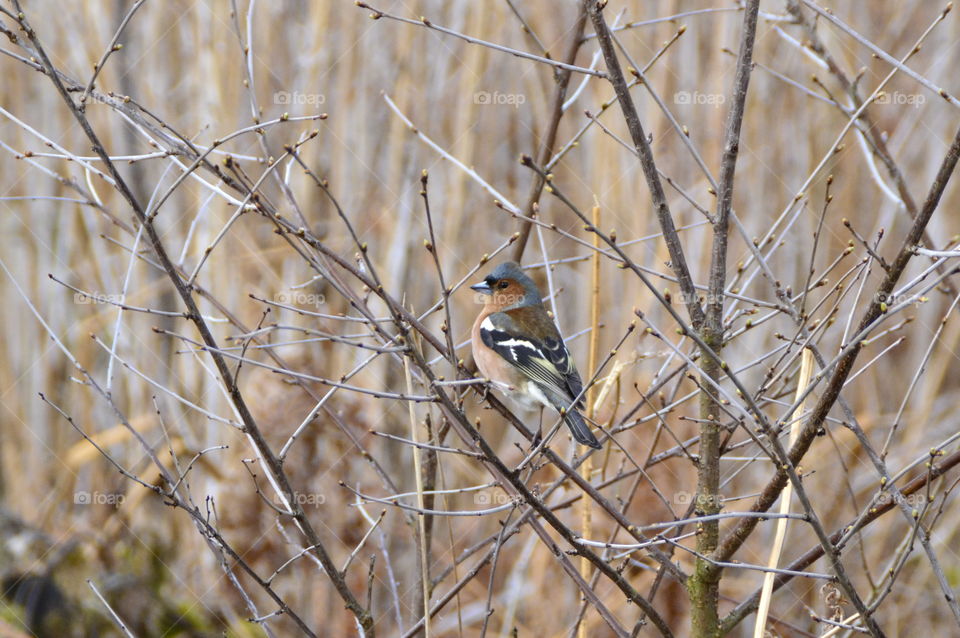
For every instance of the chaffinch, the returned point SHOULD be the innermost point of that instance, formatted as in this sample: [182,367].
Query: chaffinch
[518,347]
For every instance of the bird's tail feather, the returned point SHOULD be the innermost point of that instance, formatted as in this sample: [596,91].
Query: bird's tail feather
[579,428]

----

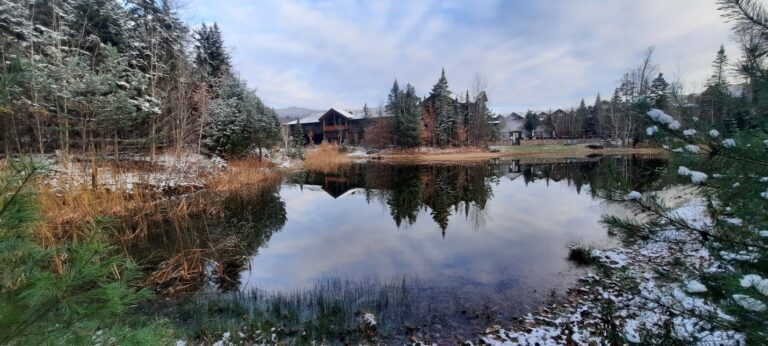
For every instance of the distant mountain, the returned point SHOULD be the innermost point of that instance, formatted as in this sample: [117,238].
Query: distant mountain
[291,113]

----

### WORK REQUEST:
In the records above, locate every line with the string "SHOULD" and copy it.

### ANSWER AREA:
For every instance of the chaffinch, the returned point SHOULD be the innermost point of that instance, formatted as in this sample: [182,367].
For every instance of the bird's tail feather, the returned point SHOULD be the innermost point of that instance, formatted as in this sample: [596,91].
For every instance of the distant mountain, the returned point SHOULD be the innermost point of that instance, formatted as in this sample: [117,238].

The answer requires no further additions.